TASK TO CARRY OUT: Copy every line of the records below, requests included, and shift each marker coordinate by adding 147 to both of its numbers. Leave the pictures out of your answer.

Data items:
▬▬▬▬▬▬▬▬▬▬

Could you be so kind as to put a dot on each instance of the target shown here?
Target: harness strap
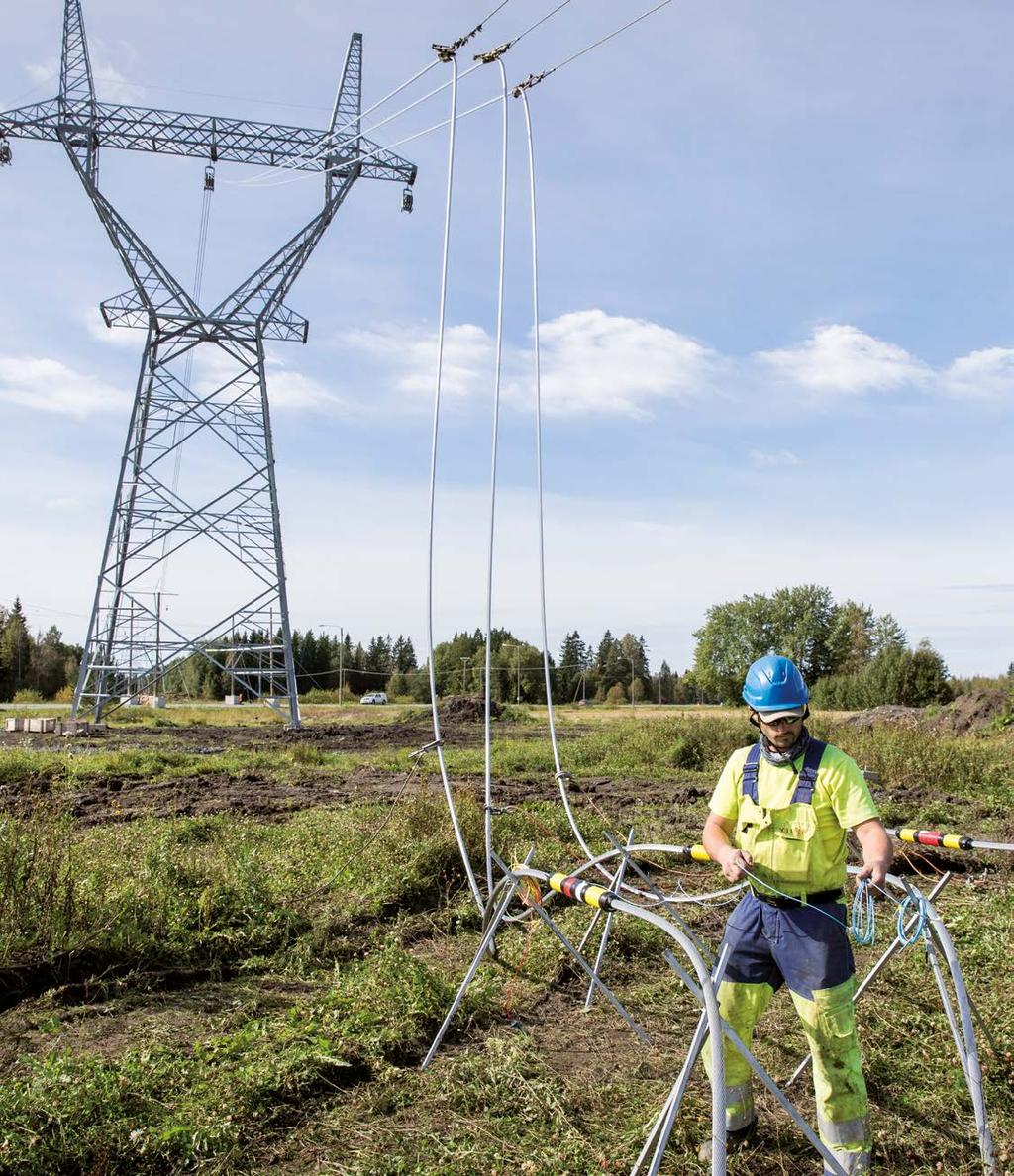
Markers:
(751, 773)
(807, 776)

▬▬▬▬▬▬▬▬▬▬

WRITTEN ANSWER:
Could you be so kind as to put a dot on each instance of the target shown here?
Target: harness strap
Markers:
(898, 920)
(954, 923)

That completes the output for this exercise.